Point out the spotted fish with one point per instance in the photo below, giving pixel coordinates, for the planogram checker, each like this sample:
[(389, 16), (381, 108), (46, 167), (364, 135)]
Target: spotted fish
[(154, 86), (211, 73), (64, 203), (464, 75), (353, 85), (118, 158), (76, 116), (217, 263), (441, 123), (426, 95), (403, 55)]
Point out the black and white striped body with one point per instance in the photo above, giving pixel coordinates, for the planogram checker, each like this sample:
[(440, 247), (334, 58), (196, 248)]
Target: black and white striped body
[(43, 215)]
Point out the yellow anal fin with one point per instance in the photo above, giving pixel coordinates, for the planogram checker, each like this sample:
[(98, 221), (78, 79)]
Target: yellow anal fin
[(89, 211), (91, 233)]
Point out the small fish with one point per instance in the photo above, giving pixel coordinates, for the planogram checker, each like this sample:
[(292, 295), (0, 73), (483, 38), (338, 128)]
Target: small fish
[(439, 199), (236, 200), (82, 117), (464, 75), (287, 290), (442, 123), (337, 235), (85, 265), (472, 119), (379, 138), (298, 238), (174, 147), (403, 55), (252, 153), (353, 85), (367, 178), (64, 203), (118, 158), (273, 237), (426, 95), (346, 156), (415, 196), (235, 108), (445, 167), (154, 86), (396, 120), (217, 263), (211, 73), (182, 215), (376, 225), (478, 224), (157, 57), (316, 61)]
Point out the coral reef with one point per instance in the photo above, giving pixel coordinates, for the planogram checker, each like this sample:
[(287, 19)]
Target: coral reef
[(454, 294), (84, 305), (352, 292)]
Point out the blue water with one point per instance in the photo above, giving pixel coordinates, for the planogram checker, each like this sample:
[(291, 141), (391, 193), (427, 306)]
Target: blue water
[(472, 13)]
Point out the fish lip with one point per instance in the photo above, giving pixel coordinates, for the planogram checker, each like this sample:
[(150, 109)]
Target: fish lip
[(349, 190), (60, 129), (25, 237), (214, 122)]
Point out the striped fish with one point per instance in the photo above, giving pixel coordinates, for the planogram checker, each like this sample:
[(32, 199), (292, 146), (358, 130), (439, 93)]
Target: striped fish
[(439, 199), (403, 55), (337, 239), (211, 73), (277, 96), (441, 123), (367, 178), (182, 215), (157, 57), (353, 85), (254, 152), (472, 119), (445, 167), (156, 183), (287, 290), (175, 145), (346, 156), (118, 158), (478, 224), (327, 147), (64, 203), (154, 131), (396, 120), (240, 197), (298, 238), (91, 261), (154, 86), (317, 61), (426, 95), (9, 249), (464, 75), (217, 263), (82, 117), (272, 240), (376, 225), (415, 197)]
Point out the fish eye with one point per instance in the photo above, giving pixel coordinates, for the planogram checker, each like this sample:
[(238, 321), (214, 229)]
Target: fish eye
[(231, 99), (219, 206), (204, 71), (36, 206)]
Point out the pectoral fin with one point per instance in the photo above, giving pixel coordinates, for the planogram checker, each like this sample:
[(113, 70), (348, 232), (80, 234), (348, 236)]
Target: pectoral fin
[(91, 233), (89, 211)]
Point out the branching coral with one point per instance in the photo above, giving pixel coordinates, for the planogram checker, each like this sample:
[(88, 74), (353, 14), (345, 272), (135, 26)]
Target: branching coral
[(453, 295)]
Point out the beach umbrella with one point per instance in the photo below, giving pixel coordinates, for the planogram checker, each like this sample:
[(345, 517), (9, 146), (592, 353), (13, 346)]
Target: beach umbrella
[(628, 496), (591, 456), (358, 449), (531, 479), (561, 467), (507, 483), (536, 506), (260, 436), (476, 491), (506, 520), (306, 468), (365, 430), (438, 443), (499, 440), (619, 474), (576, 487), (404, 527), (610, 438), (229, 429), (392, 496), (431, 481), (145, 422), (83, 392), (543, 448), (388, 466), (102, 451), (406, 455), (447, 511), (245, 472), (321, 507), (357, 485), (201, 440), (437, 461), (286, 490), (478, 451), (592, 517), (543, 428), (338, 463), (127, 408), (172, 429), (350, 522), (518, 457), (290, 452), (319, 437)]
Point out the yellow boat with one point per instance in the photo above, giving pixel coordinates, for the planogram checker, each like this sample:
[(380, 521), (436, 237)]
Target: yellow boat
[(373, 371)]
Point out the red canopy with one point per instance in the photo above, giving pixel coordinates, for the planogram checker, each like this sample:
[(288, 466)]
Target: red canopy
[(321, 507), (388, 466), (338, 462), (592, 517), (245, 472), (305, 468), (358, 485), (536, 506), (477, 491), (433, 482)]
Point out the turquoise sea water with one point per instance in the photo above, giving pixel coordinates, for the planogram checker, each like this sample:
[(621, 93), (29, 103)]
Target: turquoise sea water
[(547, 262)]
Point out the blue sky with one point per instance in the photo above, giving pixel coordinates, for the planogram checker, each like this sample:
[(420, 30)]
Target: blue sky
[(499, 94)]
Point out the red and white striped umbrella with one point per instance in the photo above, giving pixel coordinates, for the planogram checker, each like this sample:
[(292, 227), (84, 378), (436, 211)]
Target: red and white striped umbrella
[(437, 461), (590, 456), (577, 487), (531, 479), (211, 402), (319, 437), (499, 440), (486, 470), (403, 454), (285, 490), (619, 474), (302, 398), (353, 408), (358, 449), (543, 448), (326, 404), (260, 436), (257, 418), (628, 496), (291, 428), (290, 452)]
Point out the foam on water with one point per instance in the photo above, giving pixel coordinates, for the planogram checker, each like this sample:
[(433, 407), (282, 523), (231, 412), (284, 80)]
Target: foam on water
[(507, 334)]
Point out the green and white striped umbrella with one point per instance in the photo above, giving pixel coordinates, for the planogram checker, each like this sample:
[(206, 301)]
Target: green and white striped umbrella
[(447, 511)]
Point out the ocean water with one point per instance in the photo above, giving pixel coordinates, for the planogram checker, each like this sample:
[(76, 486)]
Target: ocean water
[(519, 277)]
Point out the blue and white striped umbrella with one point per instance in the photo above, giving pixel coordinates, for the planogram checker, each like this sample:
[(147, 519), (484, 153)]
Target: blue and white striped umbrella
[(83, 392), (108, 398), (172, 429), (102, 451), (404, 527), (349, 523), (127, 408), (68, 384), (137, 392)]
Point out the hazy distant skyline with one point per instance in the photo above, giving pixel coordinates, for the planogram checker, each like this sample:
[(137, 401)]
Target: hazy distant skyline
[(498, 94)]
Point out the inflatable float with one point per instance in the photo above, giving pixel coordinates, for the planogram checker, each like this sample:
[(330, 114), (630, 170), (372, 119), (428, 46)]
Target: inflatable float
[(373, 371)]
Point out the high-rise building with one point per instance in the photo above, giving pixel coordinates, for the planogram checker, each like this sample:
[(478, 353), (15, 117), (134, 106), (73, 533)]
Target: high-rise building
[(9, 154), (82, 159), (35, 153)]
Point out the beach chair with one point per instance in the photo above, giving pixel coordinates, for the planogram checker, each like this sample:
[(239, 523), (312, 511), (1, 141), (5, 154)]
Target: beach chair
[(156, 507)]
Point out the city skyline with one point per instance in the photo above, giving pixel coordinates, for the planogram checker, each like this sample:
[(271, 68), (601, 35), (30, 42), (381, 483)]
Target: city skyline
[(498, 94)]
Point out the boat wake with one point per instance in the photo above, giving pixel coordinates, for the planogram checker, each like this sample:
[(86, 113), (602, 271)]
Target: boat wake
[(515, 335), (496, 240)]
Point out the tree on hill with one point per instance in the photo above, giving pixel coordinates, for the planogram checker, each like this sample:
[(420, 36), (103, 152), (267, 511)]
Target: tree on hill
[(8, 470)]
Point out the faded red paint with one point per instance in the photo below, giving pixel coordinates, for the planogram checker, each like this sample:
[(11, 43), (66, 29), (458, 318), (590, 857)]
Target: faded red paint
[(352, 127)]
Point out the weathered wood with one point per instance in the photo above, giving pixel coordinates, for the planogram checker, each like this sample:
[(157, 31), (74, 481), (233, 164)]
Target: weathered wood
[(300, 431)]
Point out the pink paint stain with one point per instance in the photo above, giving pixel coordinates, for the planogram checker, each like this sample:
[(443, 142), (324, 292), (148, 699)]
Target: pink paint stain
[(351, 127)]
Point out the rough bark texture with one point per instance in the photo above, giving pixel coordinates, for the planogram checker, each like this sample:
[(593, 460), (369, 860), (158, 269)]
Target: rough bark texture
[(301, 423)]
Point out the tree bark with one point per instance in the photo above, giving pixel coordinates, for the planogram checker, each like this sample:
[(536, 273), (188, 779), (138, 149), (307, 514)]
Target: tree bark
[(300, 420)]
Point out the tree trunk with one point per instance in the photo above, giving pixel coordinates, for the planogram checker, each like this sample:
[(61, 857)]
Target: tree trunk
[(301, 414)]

****************

▶ Problem to solve: Beginning with the line above that contains "Target: green and white striped umbrella", copy each line exactly up to and including the line that contains "[(147, 519), (484, 153)]", and go no further.

▶ Output:
Target: green and white striped umbrella
[(447, 511)]
Point out the ocean water with one point per instance in the photo above, giving pixel coordinates, for the planogram checker, each like this sample:
[(76, 486)]
Target: ocean water
[(519, 277)]
Point out the blue and white striped umbrella with one point per instance in the photo above, giving pixel coordinates, for the planogram checker, each like this sample:
[(147, 519), (484, 153)]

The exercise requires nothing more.